## start GIVEN DATA

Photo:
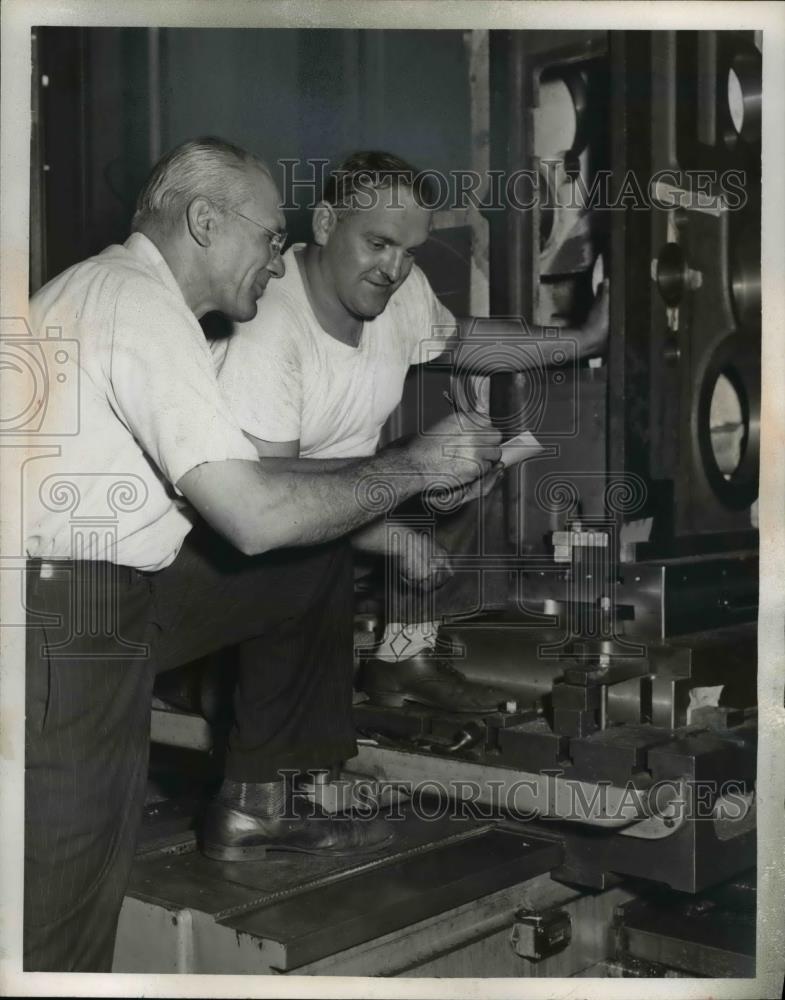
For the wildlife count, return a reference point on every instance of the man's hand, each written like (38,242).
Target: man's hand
(423,562)
(593,335)
(465,452)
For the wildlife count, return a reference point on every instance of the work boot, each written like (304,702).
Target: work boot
(429,680)
(248,819)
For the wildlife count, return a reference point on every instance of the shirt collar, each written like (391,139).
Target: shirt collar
(142,248)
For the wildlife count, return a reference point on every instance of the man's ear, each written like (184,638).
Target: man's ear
(324,221)
(201,218)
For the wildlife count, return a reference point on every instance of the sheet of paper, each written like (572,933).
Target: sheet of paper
(519,448)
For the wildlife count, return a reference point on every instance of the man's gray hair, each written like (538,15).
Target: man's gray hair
(207,166)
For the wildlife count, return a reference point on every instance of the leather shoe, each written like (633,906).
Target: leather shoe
(427,680)
(233,834)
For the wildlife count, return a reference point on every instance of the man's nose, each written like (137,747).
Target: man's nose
(276,266)
(392,265)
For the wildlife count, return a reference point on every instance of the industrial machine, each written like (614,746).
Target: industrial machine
(602,820)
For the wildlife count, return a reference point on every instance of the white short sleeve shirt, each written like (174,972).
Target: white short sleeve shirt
(141,401)
(285,378)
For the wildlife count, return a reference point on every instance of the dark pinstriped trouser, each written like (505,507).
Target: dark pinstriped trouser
(94,644)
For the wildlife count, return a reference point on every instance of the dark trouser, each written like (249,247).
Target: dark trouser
(94,643)
(473,530)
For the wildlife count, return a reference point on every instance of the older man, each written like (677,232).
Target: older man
(322,366)
(114,600)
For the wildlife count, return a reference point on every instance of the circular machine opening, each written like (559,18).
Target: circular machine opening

## end GIVEN DATA

> EXERCISE BRIEF
Print the data lines from the one containing "written like (677,232)." through the last line of the data, inclusive, reproducing each line verbatim.

> FINISHED ANSWER
For the wildlife count, return a reference point on every instance of the older man, each written like (677,232).
Target: older man
(322,366)
(114,600)
For the wildlife count, return a reference point on every instance of the circular machine opening, each written like (559,18).
Target: circular machine opening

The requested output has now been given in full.